▶ Supplied entries
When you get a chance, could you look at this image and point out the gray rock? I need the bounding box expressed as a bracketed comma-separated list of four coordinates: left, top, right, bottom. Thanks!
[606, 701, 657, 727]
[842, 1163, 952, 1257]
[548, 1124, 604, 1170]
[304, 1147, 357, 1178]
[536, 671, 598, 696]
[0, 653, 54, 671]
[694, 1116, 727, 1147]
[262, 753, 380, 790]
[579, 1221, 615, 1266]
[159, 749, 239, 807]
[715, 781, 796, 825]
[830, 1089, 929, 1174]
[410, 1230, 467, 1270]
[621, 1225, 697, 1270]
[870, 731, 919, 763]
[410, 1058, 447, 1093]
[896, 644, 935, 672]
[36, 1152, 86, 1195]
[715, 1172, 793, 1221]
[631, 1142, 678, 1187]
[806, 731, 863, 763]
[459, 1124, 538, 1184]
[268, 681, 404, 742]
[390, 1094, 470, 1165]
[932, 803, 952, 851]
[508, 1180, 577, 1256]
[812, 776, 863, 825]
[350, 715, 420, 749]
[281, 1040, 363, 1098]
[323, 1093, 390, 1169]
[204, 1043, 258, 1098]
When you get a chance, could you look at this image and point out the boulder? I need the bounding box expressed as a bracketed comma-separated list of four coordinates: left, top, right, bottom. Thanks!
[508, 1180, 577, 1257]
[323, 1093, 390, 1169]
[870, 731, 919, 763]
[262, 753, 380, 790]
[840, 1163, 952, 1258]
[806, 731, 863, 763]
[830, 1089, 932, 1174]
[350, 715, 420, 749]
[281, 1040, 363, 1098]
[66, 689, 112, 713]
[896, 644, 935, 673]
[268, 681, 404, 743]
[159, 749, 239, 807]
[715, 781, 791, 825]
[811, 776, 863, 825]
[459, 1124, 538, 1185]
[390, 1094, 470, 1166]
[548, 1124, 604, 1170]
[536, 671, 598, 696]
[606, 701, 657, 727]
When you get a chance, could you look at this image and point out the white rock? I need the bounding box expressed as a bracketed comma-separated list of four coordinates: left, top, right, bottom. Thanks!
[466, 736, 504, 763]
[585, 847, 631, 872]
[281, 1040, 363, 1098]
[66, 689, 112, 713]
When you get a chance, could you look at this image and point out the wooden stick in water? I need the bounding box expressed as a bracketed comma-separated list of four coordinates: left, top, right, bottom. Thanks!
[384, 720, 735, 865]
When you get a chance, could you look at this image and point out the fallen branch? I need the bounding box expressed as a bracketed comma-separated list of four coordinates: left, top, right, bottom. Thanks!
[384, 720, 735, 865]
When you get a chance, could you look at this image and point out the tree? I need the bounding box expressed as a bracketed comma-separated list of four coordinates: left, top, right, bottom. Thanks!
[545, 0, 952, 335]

▶ Exercise requirements
Rewrite every line of the rows above as one numbered list, leaving out any blank lines.

▶ Expected answer
1. When you get a chance, could you look at this image and point out the gray rock? I need the bounding box expressed as a bracketed comma-separated list of four coordinates: left, top, right, bottom. Thanks!
2. [606, 701, 657, 727]
3. [842, 1163, 952, 1257]
4. [548, 1124, 604, 1170]
5. [304, 1147, 357, 1178]
6. [536, 671, 598, 696]
7. [0, 653, 54, 671]
8. [694, 1116, 727, 1147]
9. [262, 753, 380, 790]
10. [579, 1221, 615, 1266]
11. [159, 749, 239, 807]
12. [715, 781, 796, 825]
13. [830, 1089, 929, 1174]
14. [410, 1230, 467, 1270]
15. [621, 1225, 697, 1270]
16. [870, 731, 919, 763]
17. [410, 1058, 447, 1093]
18. [896, 644, 935, 672]
19. [36, 1152, 86, 1195]
20. [715, 1172, 793, 1221]
21. [631, 1142, 678, 1187]
22. [806, 731, 863, 763]
23. [459, 1124, 538, 1184]
24. [268, 681, 404, 742]
25. [390, 1094, 470, 1165]
26. [932, 803, 952, 851]
27. [508, 1180, 577, 1256]
28. [812, 776, 863, 825]
29. [350, 715, 420, 749]
30. [281, 1040, 363, 1098]
31. [323, 1093, 390, 1169]
32. [204, 1043, 258, 1098]
33. When you get a chance, could you look at this image and point out the boulder? I need the bounding box expressed as a bracketed comma-separated list of four coordinates: left, top, right, bottom. Thanks!
34. [508, 1180, 577, 1257]
35. [323, 1093, 390, 1169]
36. [870, 731, 919, 763]
37. [262, 753, 380, 790]
38. [840, 1163, 952, 1258]
39. [806, 731, 863, 763]
40. [830, 1089, 932, 1174]
41. [350, 715, 420, 749]
42. [281, 1040, 363, 1098]
43. [66, 689, 112, 713]
44. [896, 644, 935, 673]
45. [268, 681, 404, 743]
46. [159, 749, 239, 807]
47. [715, 781, 791, 825]
48. [811, 776, 863, 825]
49. [459, 1124, 538, 1185]
50. [390, 1094, 470, 1166]
51. [548, 1124, 604, 1170]
52. [536, 671, 598, 696]
53. [606, 701, 657, 727]
54. When you get a chance, could you look at this image and point out the white rock? I need the bounding box expressed as a bracketed comma-separated list of four coordinates: left, top, right, bottom. Thanks!
55. [466, 736, 504, 763]
56. [585, 847, 631, 872]
57. [281, 1040, 363, 1098]
58. [66, 689, 112, 713]
59. When you get a chance, could you look at this image and point out the wooden stick in water? I need the bounding box expressed as a bracketed comma-separated list of four coordinates: left, top, right, bottom. Thanks!
60. [384, 720, 735, 865]
61. When you get a chance, could you look at this image and point out the fallen branch? I need the bounding box expressed as a bracketed comma-separated list of four coordinates: left, top, right, bottom. Thanks!
62. [384, 720, 735, 865]
63. When you get a chance, could you look at this image and point out the tree? I need the bounding box expressed as a bracketed comma-separated list of four coordinates: left, top, right, bottom. Thanks!
64. [545, 0, 952, 335]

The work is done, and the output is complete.